***** INFORMATION GIVEN *****

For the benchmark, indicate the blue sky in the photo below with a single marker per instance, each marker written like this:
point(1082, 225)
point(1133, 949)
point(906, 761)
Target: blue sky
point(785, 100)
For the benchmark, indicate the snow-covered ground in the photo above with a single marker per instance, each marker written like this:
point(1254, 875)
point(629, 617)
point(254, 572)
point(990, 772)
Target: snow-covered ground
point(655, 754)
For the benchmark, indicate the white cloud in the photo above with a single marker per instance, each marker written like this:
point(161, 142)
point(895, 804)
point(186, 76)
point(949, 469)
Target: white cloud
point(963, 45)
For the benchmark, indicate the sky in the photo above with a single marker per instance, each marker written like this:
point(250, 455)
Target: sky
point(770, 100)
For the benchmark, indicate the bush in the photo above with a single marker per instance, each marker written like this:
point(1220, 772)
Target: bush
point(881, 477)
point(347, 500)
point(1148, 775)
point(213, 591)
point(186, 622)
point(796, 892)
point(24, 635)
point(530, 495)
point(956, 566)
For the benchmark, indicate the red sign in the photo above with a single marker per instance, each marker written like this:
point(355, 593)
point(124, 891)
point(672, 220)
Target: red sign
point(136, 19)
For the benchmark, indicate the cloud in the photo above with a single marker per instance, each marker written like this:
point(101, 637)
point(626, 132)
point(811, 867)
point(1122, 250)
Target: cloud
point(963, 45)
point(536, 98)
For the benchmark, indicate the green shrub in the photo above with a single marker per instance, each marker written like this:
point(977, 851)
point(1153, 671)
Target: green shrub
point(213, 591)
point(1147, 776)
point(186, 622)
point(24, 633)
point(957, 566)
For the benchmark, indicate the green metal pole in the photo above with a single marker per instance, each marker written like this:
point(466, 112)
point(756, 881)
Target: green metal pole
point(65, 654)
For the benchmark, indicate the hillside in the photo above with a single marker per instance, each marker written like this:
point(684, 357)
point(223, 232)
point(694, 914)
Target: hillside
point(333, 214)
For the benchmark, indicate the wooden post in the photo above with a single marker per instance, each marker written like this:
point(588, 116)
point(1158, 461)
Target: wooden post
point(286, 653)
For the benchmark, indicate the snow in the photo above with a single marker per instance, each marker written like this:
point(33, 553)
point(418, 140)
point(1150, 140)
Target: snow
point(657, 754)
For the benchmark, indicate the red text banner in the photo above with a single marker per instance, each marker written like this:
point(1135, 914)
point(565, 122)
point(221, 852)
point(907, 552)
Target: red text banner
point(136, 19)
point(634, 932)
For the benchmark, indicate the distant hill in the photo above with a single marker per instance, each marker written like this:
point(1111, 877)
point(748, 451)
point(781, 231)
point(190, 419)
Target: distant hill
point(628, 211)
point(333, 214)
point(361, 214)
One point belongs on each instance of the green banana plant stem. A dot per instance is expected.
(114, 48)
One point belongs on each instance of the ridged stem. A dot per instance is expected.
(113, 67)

*****

WRITTEN INSTRUCTION | Return all of the data above word for word, from its first line through its last, without changing anything.

TASK RESPONSE |
For the benchmark, indicate the blue sky in the photo below with a single marker per instance, each marker written like this:
point(1082, 225)
point(1133, 949)
point(906, 761)
Target: blue sky
point(785, 100)
For the benchmark, indicate the snow-covered ground in the photo above with a single marker per instance, each marker written like this:
point(1254, 875)
point(629, 617)
point(254, 572)
point(990, 772)
Target: snow-covered ground
point(655, 754)
For the benchmark, indicate the white cloud in the photo above with a single marker per instance, each marker written like this:
point(161, 142)
point(895, 804)
point(186, 76)
point(949, 469)
Target: white cloud
point(963, 45)
For the benchmark, indicate the sky in the photo above with a single marker per instance, each marker written like this:
point(250, 455)
Target: sky
point(770, 100)
For the benchmark, indicate the bush in the photo above with a single marker per instance, each marker written like this:
point(1220, 772)
Target: bush
point(881, 477)
point(347, 500)
point(1148, 775)
point(213, 591)
point(186, 622)
point(796, 892)
point(24, 635)
point(530, 495)
point(956, 566)
For the benchmark, indicate the red sign in the photo above with a single marker per instance, each marker written like this:
point(355, 593)
point(124, 891)
point(672, 220)
Target: red sign
point(136, 19)
For the benchmark, indicate the cloud in the photo above with a single marker per instance, each marker written like this:
point(101, 637)
point(626, 132)
point(811, 867)
point(1122, 250)
Target: cloud
point(963, 45)
point(536, 98)
For the benchmark, indicate the green shrub in the photo above with a single marker per instance, each marker written like this:
point(977, 851)
point(1153, 671)
Target: green shrub
point(213, 591)
point(1147, 776)
point(186, 622)
point(24, 633)
point(957, 566)
For the benchmark, indicate the green metal pole in the photo above with a single marker per instance, each marker written like this:
point(466, 112)
point(756, 881)
Target: green metal pole
point(65, 654)
For the benchmark, indicate the hillside in the photo above with a single marker per instance, each marker written like this:
point(684, 357)
point(223, 232)
point(694, 914)
Target: hillside
point(333, 214)
For the benchmark, indicate the wooden post in the photo above with a single marker per instance, each marker written like this:
point(588, 116)
point(1158, 461)
Target: wooden post
point(286, 653)
For the benchmark, indicate the snow in the photo above with a single marker per instance, each marker written like this:
point(33, 553)
point(418, 140)
point(1150, 140)
Target: snow
point(657, 754)
For the benchmark, indicate the red text banner in the photo above with a single marker per instance, each marker written like this:
point(1135, 914)
point(565, 122)
point(221, 852)
point(907, 552)
Target: red text banner
point(136, 19)
point(634, 932)
For the benchmark, indicate the distant hill in the photo above with a single marker per instance, each marker written like this:
point(1111, 877)
point(748, 451)
point(781, 231)
point(190, 419)
Target: distant hill
point(628, 211)
point(333, 214)
point(361, 214)
One point belongs on each instance of the green banana plant stem. A dot per instance is expected.
(114, 48)
One point belongs on each instance of the ridged stem. A dot per instance is expected.
(113, 67)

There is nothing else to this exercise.